**PARA FAZER**
Transcreva, sem nenhuma alteração, a passagem da notícia sobre o assassinato da juíza que vai de “Ela foi morta” até “engenheiro por agressão.”.

**TRECHO PARA LEITURA**
┏━━
Ela foi morta a facadas pelo ex-marido, na noite de quinta-feira, véspera de Natal, na frente das três filhas. O engenheiro Paulo José Arronenzi, 52 anos, que tem histórico de violência de gênero, não tentou fugir depois do crime contra a ex-mulher e permaneceu próximo ao corpo, até ser preso em flagrante pela polícia. O homem recebeu voz de prisão e foi levado à Divisão de Homicídios, também na Barra da Tijuca. Ele não quis prestar depoimento e disse que só falará em juízo, segundo informações da polícia. Ontem, foi transferido para um presídio.

Há três meses, a juíza chegou a denunciar o ex-marido por lesão corporal e ameaças. O Tribunal de Justiça do Estado do Rio de Janeiro (TJ-RJ), onde a vítima era lotada, providenciou uma escolta para Viviane, mas ela abriu mão da proteção. Em 2007, uma ex-namorada de Arronenzi já havia denunciado o engenheiro por agressão.

O crime contra Viviane foi registrado em um vídeo que circulou nas redes sociais e foi analisado pela polícia. Nas imagens, as três crianças do casal aparecem pedindo, sem sucesso, para o pai parar de esfaquear a mãe. Para os investigadores, Paulo José Arronenzi premeditou o crime. No carro dele, foram apreendidas três facas, contudo, a que foi usada para matar a ex-mulher não foi encontrada.

Repercussão

Em sua manifestação, Fux destacou que a violência que assola mulheres de todas as faixas etárias, níveis e classes sociais precisa ser enfrentada de acordo com o estabelecido pela Convenção Interamericana para Prevenir, Punir e Erradicar a Violência Contra a Mulher, Convenção de Belém do Pará, ratificada pelo Brasil em 1995. O presidente defendeu que o esforço integrado entre os Poderes e a sensibilização da sociedade “são indispensáveis e urgentes para que uma nova era se inicie e a morte dessa grande juíza, mãe, filha, irmã, amiga, não ocorra em vão”.

O TJ-RJ divulgou nota em que “lamenta profundamente” a morte da juíza Viviane Arronenzi. Em comunicado conjunto, a Associação dos Magistrados do Estado do Rio de Janeiro (AMAERJ) e a Associação dos Magistrados Brasileiros (AMB) expressaram “extremo pesar” pelo que classificaram como “covarde assassinato da juíza”.

“As entidades representativas dos magistrados fluminenses e brasileiros se solidarizam com os parentes e amigos da pranteada magistrada. Este crime bárbaro não ficará impune, asseguramos”, destaca a nota.

A presidente da AMB, Renata Gil, a primeira mulher a ocupar essa posição nos 70 anos de história da entidade, afirmou, em entrevista ao Correio, que esse novo caso de feminicídio “mostra bem como nós todos estamos vulneráveis em uma sociedade com um pensamento ainda patriarcal”.
┗━━
**LINHAS DE DADOS**
┏━━
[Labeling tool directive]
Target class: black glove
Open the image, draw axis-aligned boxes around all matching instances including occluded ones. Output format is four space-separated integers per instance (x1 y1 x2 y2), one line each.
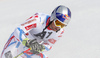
26 39 45 54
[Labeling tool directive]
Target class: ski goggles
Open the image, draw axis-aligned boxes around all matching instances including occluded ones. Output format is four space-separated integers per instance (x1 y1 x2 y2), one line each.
54 19 66 28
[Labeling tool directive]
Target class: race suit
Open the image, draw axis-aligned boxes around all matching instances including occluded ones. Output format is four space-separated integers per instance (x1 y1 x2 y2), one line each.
1 13 64 58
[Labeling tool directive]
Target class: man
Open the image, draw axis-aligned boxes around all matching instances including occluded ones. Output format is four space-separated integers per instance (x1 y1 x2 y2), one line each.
1 5 71 58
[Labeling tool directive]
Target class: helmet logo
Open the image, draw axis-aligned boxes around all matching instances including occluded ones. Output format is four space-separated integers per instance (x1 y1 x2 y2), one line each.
62 14 69 20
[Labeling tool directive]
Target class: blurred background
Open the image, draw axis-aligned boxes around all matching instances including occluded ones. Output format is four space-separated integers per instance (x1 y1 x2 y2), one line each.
0 0 100 58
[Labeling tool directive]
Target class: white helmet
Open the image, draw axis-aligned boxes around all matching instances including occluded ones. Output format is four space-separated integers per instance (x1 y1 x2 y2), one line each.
50 5 71 25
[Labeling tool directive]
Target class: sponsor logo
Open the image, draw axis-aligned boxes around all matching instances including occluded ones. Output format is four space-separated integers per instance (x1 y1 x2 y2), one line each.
62 14 69 20
25 23 37 30
5 51 12 58
48 39 56 44
21 19 36 26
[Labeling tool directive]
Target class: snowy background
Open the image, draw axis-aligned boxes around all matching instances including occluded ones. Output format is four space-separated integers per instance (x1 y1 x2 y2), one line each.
0 0 100 58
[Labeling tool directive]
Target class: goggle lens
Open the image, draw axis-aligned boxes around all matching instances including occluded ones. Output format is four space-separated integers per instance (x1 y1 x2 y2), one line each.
54 20 66 28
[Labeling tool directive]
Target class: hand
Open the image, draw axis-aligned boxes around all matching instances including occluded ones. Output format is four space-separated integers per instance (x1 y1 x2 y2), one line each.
26 39 45 54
┗━━
**RESOLUÇÃO**
Ela foi morta a facadas pelo ex-marido, na noite de quinta-feira, véspera de Natal, na frente das três filhas. O engenheiro Paulo José Arronenzi, 52 anos, que tem histórico de violência de gênero, não tentou fugir depois do crime contra a ex-mulher e permaneceu próximo ao corpo, até ser preso em flagrante pela polícia. O homem recebeu voz de prisão e foi levado à Divisão de Homicídios, também na Barra da Tijuca. Ele não quis prestar depoimento e disse que só falará em juízo, segundo informações da polícia. Ontem, foi transferido para um presídio.

Há três meses, a juíza chegou a denunciar o ex-marido por lesão corporal e ameaças. O Tribunal de Justiça do Estado do Rio de Janeiro (TJ-RJ), onde a vítima era lotada, providenciou uma escolta para Viviane, mas ela abriu mão da proteção. Em 2007, uma ex-namorada de Arronenzi já havia denunciado o engenheiro por agressão.